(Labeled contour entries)

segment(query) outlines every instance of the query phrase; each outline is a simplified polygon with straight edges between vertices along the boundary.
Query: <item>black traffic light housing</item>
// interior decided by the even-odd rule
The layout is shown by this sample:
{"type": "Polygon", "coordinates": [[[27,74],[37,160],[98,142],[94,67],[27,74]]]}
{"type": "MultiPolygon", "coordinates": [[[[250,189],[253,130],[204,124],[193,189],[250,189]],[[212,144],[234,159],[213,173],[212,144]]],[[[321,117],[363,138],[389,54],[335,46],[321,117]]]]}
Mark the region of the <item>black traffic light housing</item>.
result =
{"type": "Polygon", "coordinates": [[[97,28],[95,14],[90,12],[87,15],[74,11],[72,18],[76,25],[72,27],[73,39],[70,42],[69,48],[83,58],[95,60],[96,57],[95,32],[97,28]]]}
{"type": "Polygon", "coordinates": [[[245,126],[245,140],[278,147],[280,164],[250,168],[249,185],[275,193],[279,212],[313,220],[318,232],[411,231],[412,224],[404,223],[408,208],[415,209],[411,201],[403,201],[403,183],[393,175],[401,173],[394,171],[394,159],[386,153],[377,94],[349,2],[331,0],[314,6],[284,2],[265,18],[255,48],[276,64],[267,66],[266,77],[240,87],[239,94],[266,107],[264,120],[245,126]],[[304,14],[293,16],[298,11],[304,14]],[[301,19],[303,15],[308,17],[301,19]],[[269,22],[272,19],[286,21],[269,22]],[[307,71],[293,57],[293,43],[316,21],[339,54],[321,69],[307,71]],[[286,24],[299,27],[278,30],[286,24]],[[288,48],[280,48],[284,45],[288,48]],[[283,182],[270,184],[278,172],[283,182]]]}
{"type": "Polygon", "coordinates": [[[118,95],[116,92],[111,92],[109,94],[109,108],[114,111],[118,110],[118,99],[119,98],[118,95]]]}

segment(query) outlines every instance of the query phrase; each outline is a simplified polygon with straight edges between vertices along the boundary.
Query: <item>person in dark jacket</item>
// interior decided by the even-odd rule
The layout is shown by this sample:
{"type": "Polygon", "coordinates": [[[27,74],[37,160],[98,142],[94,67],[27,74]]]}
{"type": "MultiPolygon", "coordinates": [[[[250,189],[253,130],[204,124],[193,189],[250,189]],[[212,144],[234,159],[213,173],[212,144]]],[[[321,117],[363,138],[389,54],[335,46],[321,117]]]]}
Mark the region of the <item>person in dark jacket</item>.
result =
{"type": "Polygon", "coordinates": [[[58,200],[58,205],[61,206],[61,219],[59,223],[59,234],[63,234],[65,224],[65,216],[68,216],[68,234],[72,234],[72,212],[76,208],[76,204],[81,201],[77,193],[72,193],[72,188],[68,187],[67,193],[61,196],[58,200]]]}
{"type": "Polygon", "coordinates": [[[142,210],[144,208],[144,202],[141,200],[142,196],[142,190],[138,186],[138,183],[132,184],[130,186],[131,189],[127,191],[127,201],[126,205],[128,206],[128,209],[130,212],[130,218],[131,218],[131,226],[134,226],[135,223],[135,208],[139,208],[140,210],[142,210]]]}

**AIM OF THE EXERCISE:** Print all of the entries exactly as they appear.

**SOLUTION:**
segment(query) outlines every instance of the query phrase; each outline is a simplified polygon with straight edges between vertices along the boundary.
Query: <item>black traffic light housing</item>
// interior decided by the even-odd rule
The layout is shown by this sample:
{"type": "Polygon", "coordinates": [[[27,74],[37,160],[98,142],[94,67],[27,74]]]}
{"type": "MultiPolygon", "coordinates": [[[[250,189],[253,130],[204,124],[193,189],[250,189]],[[212,144],[234,159],[213,173],[212,144]]],[[[321,117],[363,138],[389,54],[335,46],[321,117]]]]}
Mark the region of the <item>black traffic light housing</item>.
result =
{"type": "Polygon", "coordinates": [[[97,28],[95,14],[90,12],[87,15],[74,11],[72,18],[76,25],[72,27],[73,39],[70,42],[69,48],[83,58],[95,60],[96,57],[95,32],[97,28]]]}
{"type": "Polygon", "coordinates": [[[245,126],[245,140],[278,147],[280,164],[250,168],[249,185],[275,193],[279,212],[313,220],[318,232],[411,231],[412,224],[404,223],[408,208],[415,209],[411,201],[403,201],[403,183],[393,175],[401,173],[394,171],[394,159],[386,153],[377,94],[349,2],[331,0],[314,6],[284,2],[265,18],[255,48],[276,64],[267,66],[266,77],[240,87],[239,94],[266,107],[264,120],[245,126]],[[304,14],[293,16],[298,11],[304,14]],[[301,19],[303,15],[308,17],[301,19]],[[269,22],[272,19],[286,21],[269,22]],[[307,71],[293,57],[293,43],[316,21],[339,54],[321,69],[307,71]],[[286,24],[299,27],[278,30],[286,24]],[[288,48],[280,48],[284,45],[288,48]],[[283,182],[270,184],[278,172],[283,182]]]}
{"type": "Polygon", "coordinates": [[[118,95],[116,92],[111,92],[109,94],[109,108],[114,111],[118,110],[118,99],[119,98],[118,95]]]}

segment(query) outlines every instance of the query phrase; each outline is a simplified polygon with straight edges between vertices along the boundary.
Query: <item>person in dark jacket</item>
// interior decided by the even-odd rule
The layout is shown by this sample:
{"type": "Polygon", "coordinates": [[[27,74],[37,160],[98,142],[94,67],[27,74]]]}
{"type": "MultiPolygon", "coordinates": [[[[250,189],[253,130],[204,124],[193,189],[250,189]],[[212,144],[234,159],[213,173],[212,144]]],[[[321,117],[363,138],[389,54],[335,46],[321,117]]]]}
Mark the region of the <item>person in dark jacket</item>.
result =
{"type": "Polygon", "coordinates": [[[58,200],[58,205],[61,206],[61,219],[59,223],[59,234],[63,234],[65,224],[65,216],[68,216],[68,234],[72,234],[72,212],[76,208],[76,204],[81,201],[77,193],[72,193],[72,188],[68,187],[67,193],[61,196],[58,200]]]}
{"type": "Polygon", "coordinates": [[[142,210],[144,208],[144,202],[141,200],[142,196],[142,190],[138,186],[138,183],[132,184],[130,186],[131,189],[127,191],[127,201],[126,205],[128,206],[128,209],[130,212],[130,218],[131,218],[131,226],[134,226],[135,223],[135,208],[139,208],[140,210],[142,210]]]}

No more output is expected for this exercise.